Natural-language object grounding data

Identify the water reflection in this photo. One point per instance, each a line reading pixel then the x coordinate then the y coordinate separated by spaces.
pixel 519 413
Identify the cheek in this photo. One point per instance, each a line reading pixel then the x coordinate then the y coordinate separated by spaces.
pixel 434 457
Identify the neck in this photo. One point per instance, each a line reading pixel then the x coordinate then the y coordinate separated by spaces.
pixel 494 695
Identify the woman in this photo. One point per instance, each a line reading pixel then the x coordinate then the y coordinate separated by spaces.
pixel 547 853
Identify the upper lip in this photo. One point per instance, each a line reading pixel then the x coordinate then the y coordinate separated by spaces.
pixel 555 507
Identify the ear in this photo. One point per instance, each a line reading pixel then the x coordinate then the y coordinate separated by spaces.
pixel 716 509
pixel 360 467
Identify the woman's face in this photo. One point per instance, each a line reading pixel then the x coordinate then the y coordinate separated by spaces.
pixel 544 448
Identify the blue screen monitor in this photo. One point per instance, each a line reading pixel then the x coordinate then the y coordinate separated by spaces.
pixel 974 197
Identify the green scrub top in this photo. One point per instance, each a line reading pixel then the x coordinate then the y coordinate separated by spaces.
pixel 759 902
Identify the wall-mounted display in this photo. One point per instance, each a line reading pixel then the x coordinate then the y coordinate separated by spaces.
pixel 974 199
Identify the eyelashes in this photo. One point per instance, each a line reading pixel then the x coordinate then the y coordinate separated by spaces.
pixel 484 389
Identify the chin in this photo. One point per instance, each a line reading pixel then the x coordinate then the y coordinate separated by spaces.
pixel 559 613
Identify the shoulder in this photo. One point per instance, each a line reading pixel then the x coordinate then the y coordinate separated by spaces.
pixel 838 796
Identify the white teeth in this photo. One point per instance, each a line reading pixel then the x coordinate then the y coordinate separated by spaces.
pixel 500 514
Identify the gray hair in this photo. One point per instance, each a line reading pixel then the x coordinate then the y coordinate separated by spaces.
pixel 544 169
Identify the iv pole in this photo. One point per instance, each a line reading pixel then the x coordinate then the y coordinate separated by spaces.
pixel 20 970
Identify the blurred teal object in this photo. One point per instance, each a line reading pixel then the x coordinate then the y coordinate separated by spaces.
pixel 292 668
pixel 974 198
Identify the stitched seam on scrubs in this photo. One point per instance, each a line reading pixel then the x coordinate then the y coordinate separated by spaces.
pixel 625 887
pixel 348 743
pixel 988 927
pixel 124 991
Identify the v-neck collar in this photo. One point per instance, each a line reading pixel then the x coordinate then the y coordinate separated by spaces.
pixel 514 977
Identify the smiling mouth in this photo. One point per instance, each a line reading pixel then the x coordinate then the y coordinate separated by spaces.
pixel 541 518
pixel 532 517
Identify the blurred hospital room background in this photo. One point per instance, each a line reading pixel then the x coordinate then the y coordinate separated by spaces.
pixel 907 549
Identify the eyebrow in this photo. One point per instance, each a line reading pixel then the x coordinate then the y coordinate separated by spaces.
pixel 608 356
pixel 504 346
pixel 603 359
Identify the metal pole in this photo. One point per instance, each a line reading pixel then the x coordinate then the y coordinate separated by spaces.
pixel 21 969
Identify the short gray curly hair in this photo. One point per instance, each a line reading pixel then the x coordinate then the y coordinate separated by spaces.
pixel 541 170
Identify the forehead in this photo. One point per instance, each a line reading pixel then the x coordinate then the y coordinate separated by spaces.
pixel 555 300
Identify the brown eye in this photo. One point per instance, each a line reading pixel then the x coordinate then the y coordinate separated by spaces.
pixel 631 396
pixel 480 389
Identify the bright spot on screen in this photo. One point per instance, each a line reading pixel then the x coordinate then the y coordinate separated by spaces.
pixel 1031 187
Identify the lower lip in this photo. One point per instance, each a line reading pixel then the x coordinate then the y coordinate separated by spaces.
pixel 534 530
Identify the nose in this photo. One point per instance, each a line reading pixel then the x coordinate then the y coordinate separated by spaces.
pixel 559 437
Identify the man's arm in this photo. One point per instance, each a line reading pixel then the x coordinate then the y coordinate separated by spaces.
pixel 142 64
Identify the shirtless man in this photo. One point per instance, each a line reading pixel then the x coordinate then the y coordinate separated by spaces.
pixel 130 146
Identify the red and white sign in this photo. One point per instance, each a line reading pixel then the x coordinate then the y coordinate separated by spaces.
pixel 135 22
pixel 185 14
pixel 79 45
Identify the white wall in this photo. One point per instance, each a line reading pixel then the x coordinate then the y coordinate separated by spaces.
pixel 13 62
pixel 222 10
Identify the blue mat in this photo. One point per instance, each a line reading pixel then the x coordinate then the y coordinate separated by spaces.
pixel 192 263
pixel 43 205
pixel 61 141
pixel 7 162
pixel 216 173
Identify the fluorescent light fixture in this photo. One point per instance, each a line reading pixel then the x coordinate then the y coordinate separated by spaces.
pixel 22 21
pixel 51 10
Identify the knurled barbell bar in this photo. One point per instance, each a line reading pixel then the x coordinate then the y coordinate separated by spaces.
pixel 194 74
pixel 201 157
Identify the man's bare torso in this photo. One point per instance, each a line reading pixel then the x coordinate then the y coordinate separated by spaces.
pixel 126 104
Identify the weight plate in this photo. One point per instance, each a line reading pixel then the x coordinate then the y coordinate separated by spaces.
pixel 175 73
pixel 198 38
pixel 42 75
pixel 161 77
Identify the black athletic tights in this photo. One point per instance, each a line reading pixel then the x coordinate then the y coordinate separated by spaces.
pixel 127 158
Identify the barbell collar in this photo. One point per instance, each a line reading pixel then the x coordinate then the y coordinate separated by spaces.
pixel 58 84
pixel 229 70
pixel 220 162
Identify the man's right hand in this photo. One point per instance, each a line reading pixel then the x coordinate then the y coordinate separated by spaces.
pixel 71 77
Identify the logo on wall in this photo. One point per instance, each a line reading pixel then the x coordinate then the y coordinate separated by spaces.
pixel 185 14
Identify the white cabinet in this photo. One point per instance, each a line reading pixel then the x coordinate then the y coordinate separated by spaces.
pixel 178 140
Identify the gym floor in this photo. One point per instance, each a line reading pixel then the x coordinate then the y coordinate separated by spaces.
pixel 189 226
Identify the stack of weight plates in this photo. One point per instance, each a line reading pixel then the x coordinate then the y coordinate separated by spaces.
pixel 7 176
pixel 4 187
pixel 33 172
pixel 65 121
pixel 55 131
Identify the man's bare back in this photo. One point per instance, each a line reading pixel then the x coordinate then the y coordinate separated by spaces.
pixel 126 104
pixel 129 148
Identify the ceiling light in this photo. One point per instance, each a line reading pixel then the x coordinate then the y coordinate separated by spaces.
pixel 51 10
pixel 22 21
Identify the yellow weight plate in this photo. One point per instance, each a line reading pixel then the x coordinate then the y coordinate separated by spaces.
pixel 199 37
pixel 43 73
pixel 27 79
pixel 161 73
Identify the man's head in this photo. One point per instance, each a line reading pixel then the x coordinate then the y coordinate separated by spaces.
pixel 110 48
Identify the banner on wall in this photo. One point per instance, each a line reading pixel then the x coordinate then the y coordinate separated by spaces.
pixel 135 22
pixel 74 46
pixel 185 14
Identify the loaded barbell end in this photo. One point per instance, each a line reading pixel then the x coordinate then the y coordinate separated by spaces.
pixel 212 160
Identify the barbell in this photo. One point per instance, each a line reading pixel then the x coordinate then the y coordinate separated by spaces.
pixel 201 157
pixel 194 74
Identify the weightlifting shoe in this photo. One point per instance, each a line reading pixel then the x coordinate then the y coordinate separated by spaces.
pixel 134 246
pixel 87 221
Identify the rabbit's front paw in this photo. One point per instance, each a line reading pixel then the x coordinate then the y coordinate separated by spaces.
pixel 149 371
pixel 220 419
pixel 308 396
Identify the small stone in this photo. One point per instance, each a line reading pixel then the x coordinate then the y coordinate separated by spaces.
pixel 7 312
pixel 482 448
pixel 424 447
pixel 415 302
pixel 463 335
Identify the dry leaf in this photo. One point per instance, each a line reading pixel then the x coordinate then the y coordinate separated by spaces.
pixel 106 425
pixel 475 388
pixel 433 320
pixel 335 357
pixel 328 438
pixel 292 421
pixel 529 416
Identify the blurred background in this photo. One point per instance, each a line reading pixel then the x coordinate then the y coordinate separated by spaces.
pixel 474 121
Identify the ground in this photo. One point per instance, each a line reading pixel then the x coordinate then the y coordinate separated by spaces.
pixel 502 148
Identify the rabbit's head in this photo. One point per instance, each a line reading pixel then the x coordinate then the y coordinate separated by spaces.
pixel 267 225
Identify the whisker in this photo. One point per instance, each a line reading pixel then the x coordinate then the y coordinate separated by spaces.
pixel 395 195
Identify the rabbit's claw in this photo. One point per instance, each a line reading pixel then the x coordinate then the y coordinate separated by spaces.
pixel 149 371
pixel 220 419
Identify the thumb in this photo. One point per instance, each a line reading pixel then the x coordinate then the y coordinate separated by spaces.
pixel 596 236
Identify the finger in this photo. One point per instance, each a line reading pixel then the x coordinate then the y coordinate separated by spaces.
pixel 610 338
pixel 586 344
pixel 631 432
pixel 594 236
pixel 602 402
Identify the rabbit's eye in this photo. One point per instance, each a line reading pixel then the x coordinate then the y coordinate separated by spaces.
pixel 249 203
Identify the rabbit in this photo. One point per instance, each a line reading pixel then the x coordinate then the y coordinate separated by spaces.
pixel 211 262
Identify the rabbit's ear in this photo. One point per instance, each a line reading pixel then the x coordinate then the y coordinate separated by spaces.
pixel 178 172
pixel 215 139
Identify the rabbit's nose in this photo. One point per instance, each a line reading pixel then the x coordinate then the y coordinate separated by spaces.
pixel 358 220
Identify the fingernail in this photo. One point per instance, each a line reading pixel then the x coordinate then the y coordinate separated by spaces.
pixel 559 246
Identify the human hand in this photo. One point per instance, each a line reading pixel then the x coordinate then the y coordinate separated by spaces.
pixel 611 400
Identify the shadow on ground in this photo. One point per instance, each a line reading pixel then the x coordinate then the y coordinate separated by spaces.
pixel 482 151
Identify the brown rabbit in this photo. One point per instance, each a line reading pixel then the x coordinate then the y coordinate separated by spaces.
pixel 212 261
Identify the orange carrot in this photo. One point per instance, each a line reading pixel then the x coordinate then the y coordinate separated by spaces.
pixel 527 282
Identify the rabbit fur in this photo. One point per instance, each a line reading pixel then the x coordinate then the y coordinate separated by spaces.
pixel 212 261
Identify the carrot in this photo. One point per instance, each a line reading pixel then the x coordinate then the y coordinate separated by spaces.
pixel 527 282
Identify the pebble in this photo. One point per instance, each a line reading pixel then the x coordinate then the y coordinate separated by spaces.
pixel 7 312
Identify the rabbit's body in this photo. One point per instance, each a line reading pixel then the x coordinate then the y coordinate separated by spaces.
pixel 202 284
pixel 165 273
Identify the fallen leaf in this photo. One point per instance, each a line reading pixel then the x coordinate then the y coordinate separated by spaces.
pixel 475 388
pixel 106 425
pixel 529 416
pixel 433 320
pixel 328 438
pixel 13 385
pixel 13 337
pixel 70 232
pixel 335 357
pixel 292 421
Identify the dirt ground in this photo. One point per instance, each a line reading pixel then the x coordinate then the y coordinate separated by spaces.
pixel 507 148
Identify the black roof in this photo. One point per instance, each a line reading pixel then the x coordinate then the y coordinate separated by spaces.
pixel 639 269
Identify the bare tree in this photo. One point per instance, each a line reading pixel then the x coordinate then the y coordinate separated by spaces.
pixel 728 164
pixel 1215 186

◆ Action item
Output exactly the lines between the one containing "Identify the pebble" and the final line above, both inclusive.

◆ Reply
Identify the pebble in this photo. One point per instance, each a line reading pixel then the x coordinate then the y coordinate separated by spaces.
pixel 7 312
Identify the rabbit's body in this photo. One point per instance, each a line reading pixel then the x coordinate then the y coordinate separated by spaces.
pixel 202 284
pixel 165 273
Identify the fallen leaf in this photo. One point per instance, each a line reading pixel then the x coordinate then the y coordinate separated by spaces.
pixel 475 388
pixel 106 425
pixel 529 416
pixel 433 320
pixel 328 438
pixel 13 385
pixel 13 337
pixel 70 232
pixel 335 357
pixel 292 421
Identify the dirt ground in this photo. One point per instance, each a line reading pixel then the x coordinate then the y coordinate separated by spaces.
pixel 507 148
Identify the black roof in this photo. One point per instance, each a line reading pixel then the x coordinate then the y coordinate separated by spaces.
pixel 639 269
Identify the bare tree in this photo. One point per instance, each a line reading pixel then the x coordinate then the y coordinate separated by spaces.
pixel 728 164
pixel 1215 186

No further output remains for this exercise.